*** DATA FOR THIS EXERCISE ***

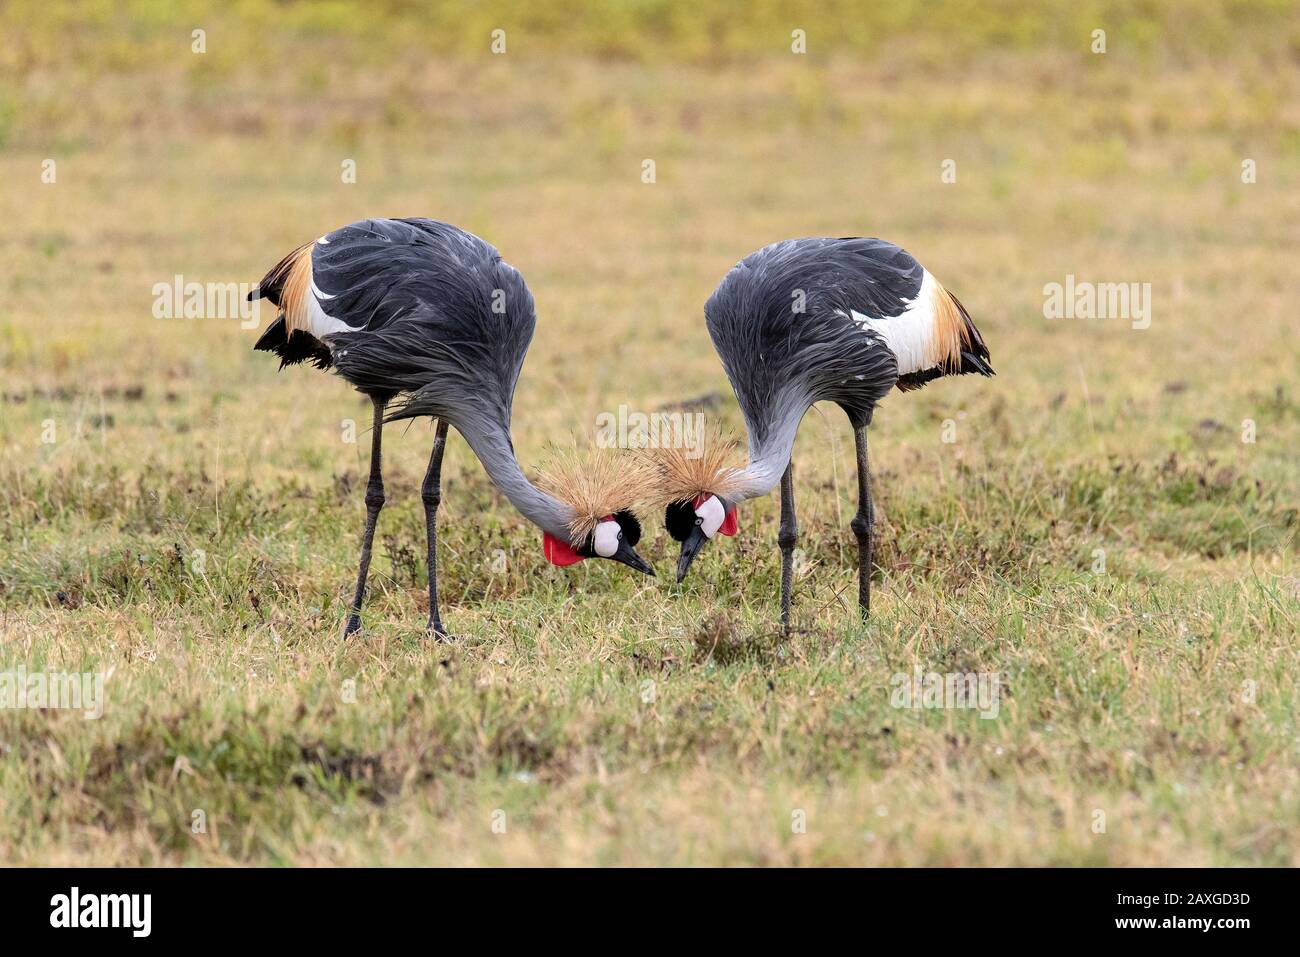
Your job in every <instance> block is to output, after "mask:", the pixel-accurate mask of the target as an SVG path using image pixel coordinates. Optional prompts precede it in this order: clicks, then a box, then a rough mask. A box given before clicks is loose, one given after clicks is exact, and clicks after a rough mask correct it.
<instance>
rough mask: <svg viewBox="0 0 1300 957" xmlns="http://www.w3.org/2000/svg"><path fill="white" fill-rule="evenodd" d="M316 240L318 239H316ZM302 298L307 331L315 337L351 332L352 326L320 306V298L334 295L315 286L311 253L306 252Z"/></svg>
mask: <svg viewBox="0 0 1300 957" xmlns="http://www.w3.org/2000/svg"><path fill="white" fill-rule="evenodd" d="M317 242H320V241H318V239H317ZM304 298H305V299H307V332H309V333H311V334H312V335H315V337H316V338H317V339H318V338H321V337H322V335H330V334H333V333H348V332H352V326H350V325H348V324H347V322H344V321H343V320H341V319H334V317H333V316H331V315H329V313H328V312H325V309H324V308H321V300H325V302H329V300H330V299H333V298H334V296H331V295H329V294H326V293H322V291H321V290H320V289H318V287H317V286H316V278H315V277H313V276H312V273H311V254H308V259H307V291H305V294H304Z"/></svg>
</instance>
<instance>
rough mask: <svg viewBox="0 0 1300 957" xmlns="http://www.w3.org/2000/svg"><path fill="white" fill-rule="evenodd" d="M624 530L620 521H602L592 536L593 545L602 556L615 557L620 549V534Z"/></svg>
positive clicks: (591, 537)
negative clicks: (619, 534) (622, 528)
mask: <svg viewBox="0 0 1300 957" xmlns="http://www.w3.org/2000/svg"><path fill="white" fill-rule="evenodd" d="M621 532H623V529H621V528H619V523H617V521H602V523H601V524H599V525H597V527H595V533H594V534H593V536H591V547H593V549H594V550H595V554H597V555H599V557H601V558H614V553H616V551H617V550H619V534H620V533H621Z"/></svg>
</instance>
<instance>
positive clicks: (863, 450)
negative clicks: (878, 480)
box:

***

* ACTIVITY: Each record must be quoted in full and exactly. Do not include the pictures.

* WRITTEN ANSWER:
Your job in every <instance> block is to output, after "mask:", the pixel-accurate mask of the target as an SVG path using image pixel coordinates. Optional prompts precede it in this order: clicks, then a box, then a rough mask. A box given before clicks is loose, one given after clicks is exact, and clicks after a rough mask correct it.
<instance>
rough mask: <svg viewBox="0 0 1300 957" xmlns="http://www.w3.org/2000/svg"><path fill="white" fill-rule="evenodd" d="M316 240L318 239H316ZM302 298L307 331L315 337L351 332L352 326L320 306V298L334 295L315 286L311 253L306 252Z"/></svg>
mask: <svg viewBox="0 0 1300 957" xmlns="http://www.w3.org/2000/svg"><path fill="white" fill-rule="evenodd" d="M317 242H320V241H318V239H317ZM304 298H305V299H307V332H309V333H311V334H312V335H315V337H316V338H317V339H318V338H321V337H322V335H330V334H333V333H348V332H352V326H350V325H348V324H347V322H344V321H343V320H341V319H334V317H333V316H331V315H329V313H328V312H325V309H324V308H321V300H325V302H329V300H330V299H333V298H334V296H331V295H329V294H326V293H322V291H321V290H320V289H318V287H317V286H316V278H315V277H313V276H312V273H311V254H308V259H307V291H305V294H304Z"/></svg>
</instance>
<instance>
rough mask: <svg viewBox="0 0 1300 957" xmlns="http://www.w3.org/2000/svg"><path fill="white" fill-rule="evenodd" d="M624 530L620 521H602L592 536L593 545L602 556L615 557L620 549V534Z"/></svg>
positive clicks: (591, 537)
negative clicks: (619, 534) (622, 528)
mask: <svg viewBox="0 0 1300 957" xmlns="http://www.w3.org/2000/svg"><path fill="white" fill-rule="evenodd" d="M621 532H623V529H621V528H619V523H617V521H602V523H601V524H599V525H597V527H595V533H594V534H593V536H591V547H593V549H594V550H595V554H597V555H599V557H601V558H614V553H616V551H617V550H619V534H620V533H621Z"/></svg>
</instance>
<instance>
positive clicks: (863, 450)
negative clicks: (878, 480)
box:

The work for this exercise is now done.